*Objectif fixé A*: Réécrivez les lignes des enregistrements ci-dessous, de la ligne contenant "Where can the blurred man's" jusqu'à la fin des enregistrements, en remplaçant "gray hair" par "white hair" sans rien modifier d'autre. Ne donnez que ces lignes.

*Extrait du texte*:
══════════

Le bien est plus puissant que le mal. Or, en raison du péché du premier homme
tous ses descendants ont été dans la nécessité de pécher aussi. Donc si le
premier homme eût été inébranlable dans le bien ses descendants auraient été
dans la nécessité d’observer aussi la justice.
Réponse à
l’objection N°3 : Cette raison n’est pas concluante bien qu’elle ait paru
avoir touché saint Anselme, comme on le voit par ses propres paroles. Car le
péché du premier homme ne met pas ses descendants dans la nécessité de pécher
aussi ; cette nécessité n’existe que chez les damnés. Par conséquent, s’il
fût resté fidèle il ne les aurait pas mis non plus dans la nécessité absolue de
ne pouvoir pécher, il n’y a que les bienheureux qui soient en cet état.
Objection N°4.

══════════

*Enregistrements affichés*:
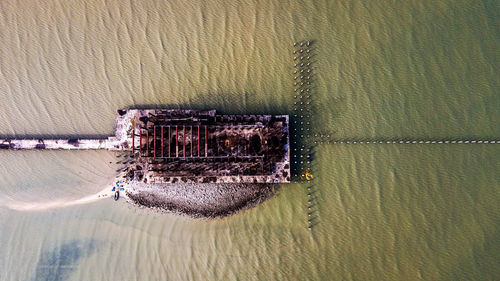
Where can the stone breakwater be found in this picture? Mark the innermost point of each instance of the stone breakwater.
(211, 200)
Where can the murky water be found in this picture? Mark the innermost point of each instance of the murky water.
(383, 69)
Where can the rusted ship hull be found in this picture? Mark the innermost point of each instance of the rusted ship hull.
(192, 146)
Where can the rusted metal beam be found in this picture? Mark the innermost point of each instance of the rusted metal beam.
(140, 141)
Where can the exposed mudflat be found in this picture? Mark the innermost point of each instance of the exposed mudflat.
(211, 200)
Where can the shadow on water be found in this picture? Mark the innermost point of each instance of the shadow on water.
(59, 263)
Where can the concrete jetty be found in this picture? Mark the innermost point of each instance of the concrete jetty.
(189, 146)
(70, 144)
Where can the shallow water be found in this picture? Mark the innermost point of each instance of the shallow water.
(383, 70)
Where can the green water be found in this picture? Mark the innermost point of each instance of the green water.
(383, 70)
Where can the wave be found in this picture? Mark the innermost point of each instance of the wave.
(55, 204)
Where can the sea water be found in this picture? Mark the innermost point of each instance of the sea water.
(382, 70)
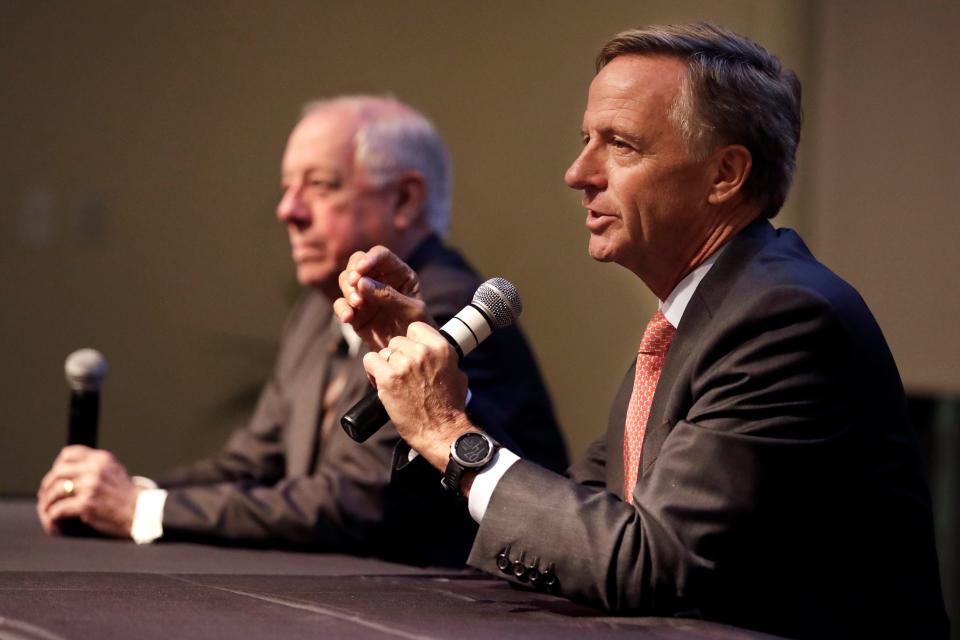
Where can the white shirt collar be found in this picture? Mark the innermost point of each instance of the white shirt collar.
(676, 303)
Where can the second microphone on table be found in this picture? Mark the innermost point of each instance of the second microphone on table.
(495, 305)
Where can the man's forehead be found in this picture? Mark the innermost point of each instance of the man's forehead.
(323, 137)
(636, 82)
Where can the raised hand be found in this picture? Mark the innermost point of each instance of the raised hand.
(381, 297)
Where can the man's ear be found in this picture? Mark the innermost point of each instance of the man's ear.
(732, 166)
(411, 200)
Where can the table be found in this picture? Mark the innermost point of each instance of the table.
(55, 588)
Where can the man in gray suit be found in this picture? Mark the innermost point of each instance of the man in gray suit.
(758, 467)
(357, 171)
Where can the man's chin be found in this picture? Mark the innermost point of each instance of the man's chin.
(600, 250)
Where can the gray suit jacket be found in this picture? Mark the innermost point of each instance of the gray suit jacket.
(779, 488)
(281, 482)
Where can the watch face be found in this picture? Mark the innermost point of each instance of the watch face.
(473, 448)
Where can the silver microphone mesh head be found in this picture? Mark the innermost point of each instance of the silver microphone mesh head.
(85, 369)
(500, 299)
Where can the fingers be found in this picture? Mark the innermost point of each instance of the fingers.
(426, 334)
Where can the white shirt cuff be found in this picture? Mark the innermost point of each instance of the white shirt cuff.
(486, 481)
(148, 512)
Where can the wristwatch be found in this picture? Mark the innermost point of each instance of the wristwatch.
(472, 450)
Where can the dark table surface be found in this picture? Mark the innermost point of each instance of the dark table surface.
(53, 588)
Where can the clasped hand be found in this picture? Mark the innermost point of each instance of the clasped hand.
(411, 364)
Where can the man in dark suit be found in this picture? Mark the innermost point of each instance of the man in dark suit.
(357, 171)
(758, 467)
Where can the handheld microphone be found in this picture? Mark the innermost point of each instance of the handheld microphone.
(495, 305)
(85, 370)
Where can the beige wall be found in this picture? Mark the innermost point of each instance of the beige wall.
(141, 144)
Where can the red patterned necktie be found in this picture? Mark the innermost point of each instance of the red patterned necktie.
(653, 350)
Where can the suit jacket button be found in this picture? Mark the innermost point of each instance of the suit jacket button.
(549, 577)
(519, 569)
(503, 560)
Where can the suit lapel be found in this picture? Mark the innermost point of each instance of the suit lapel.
(671, 399)
(618, 416)
(316, 346)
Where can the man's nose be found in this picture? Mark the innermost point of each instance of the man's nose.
(586, 171)
(292, 209)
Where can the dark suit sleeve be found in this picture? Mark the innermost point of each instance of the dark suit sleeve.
(245, 495)
(767, 404)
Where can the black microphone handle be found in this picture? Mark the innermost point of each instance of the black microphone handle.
(84, 412)
(366, 417)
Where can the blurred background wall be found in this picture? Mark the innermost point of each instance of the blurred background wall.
(140, 155)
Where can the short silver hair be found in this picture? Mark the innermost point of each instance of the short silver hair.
(392, 137)
(734, 92)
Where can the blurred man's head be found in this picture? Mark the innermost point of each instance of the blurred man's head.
(360, 171)
(690, 132)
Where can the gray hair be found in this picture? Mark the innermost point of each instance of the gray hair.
(392, 138)
(734, 92)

══════════

*Objectif fixé B*: Reproduisez sans aucune modification le passage de l'extrait sur le péché du premier homme, de "Le bien est" jusqu'à "aussi la justice." inclus.

*Réponse finale A*:
Where can the blurred man's head be found in this picture? Mark the innermost point of each instance of the blurred man's head.
(360, 171)
(690, 132)
Where can the white hair be found in this picture? Mark the innermost point of each instance of the white hair.
(392, 138)
(734, 92)

*Réponse finale B*:
Le bien est plus puissant que le mal. Or, en raison du péché du premier homme
tous ses descendants ont été dans la nécessité de pécher aussi. Donc si le
premier homme eût été inébranlable dans le bien ses descendants auraient été
dans la nécessité d’observer aussi la justice.